CHALLENGE A: Pull out every line of the records that contains the string "windshield", matching case exactly, and copy each one.

It is known that when lubricating oils are placed under extreme use conditions such as are encountered, for example, in gearboxes, differentials and gears of all kinds, especially in motor vehicles, the viscosity improvers incorporated in these oils are subjected to high shear stresses which cause them to lose their properties at least partially and which consequently lead to losses in viscosity in the lubricating oils.

These losses in viscosity are of two types: they are, on the one hand, temporary losses in viscosity and, on the other hand, irreversible losses in viscosity.

Temporary losses in viscosity are observed during operation; they arise from the aligning of the macromolecular chains which takes place in the shear field, and are reversible. Irreversible losses in viscosity are due to scissions of the macromolecular chains (D.E. Hillman, P.R. Marris, J.I. Paul and D. Pickles - Institute of Petroleum, vol. 008, 1977).

Users of the oils of the kind in question are increasingly demanding and want the irreversible losses in viscosity, in other words the number of scissions of the macromolecular chains, to be as small as possible.

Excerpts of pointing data
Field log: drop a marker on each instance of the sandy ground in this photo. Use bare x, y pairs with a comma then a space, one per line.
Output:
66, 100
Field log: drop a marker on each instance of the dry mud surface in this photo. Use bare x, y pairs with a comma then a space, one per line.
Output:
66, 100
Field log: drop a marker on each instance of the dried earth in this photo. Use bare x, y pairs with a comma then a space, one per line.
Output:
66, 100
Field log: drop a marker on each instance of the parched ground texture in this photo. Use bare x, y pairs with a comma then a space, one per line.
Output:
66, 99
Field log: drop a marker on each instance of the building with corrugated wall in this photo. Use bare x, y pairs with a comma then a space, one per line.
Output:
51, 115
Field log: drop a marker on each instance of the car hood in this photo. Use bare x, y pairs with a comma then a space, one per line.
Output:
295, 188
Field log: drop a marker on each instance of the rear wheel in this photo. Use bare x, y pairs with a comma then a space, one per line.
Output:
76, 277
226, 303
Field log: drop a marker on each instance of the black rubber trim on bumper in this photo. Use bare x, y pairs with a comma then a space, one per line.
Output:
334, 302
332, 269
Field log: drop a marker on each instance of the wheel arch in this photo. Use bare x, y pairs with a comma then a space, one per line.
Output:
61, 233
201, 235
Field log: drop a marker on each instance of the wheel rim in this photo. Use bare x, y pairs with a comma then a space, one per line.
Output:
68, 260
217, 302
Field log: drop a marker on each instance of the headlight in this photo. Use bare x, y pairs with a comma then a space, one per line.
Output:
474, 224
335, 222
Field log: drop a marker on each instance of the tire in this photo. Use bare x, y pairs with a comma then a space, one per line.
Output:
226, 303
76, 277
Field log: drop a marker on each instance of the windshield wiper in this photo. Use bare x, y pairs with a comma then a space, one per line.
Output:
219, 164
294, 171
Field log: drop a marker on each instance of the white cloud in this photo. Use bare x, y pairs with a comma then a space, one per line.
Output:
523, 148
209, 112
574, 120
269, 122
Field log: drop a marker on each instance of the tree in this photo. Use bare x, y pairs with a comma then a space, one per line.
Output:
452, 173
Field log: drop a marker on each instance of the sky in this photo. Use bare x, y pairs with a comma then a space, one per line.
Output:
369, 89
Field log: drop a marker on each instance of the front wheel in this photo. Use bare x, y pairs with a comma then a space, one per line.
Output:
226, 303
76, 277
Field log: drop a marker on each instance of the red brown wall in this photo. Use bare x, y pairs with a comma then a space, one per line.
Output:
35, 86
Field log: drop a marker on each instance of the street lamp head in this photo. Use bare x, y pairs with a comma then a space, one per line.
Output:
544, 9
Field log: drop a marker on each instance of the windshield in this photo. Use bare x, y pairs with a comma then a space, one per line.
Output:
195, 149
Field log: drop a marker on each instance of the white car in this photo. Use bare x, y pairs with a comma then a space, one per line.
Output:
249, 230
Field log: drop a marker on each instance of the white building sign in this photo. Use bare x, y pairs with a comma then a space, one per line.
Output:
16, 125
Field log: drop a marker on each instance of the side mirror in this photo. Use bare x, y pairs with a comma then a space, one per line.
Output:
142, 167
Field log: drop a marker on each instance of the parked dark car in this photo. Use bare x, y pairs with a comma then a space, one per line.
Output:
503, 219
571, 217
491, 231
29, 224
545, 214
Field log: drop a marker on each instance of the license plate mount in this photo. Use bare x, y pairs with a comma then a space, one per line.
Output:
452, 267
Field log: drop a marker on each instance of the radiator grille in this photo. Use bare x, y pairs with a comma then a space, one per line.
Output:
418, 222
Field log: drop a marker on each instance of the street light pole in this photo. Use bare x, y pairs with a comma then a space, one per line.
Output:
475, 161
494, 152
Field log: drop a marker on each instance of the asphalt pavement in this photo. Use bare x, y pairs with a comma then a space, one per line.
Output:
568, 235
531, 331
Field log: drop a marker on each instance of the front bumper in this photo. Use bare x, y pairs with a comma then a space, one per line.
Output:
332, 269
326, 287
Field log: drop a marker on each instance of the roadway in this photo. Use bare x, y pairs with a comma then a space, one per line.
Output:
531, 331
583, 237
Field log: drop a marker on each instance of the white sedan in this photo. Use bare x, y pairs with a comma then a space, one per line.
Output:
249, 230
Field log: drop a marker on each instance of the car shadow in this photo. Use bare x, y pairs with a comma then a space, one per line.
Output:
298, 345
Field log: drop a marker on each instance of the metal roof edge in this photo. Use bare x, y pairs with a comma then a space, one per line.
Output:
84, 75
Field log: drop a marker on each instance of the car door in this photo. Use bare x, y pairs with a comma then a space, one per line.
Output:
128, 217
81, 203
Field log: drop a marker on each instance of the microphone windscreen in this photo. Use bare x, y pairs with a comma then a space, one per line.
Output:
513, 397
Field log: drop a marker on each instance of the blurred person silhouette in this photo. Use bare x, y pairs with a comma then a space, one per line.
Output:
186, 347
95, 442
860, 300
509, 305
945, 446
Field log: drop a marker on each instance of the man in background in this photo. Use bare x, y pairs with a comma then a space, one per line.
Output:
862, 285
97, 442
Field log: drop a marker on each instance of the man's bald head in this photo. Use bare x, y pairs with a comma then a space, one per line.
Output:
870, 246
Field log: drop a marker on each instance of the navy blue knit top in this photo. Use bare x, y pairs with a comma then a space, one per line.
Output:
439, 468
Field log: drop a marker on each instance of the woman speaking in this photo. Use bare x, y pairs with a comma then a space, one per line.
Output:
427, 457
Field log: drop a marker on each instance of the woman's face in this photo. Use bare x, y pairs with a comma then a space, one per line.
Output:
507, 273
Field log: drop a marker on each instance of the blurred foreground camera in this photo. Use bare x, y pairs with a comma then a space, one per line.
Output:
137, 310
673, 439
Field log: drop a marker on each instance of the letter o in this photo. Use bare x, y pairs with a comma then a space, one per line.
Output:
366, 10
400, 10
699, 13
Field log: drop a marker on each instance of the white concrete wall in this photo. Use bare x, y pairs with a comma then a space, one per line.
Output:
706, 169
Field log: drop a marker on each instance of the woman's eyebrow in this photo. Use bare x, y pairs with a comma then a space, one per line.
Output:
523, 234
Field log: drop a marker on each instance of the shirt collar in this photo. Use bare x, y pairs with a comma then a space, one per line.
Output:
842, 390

CHALLENGE B: According to the passage on lubricating oils, what causes irreversible losses in viscosity?

COMPLETE RESPONSE A:
Field log: drop a marker on each instance of the windshield wiper in this photo. Use bare x, y pairs with a comma then a space, one per line.
Field log: drop a marker on each instance of the windshield in this photo. Use bare x, y pairs with a comma then a space, one per line.

COMPLETE RESPONSE B: Scissions of the macromolecular chains.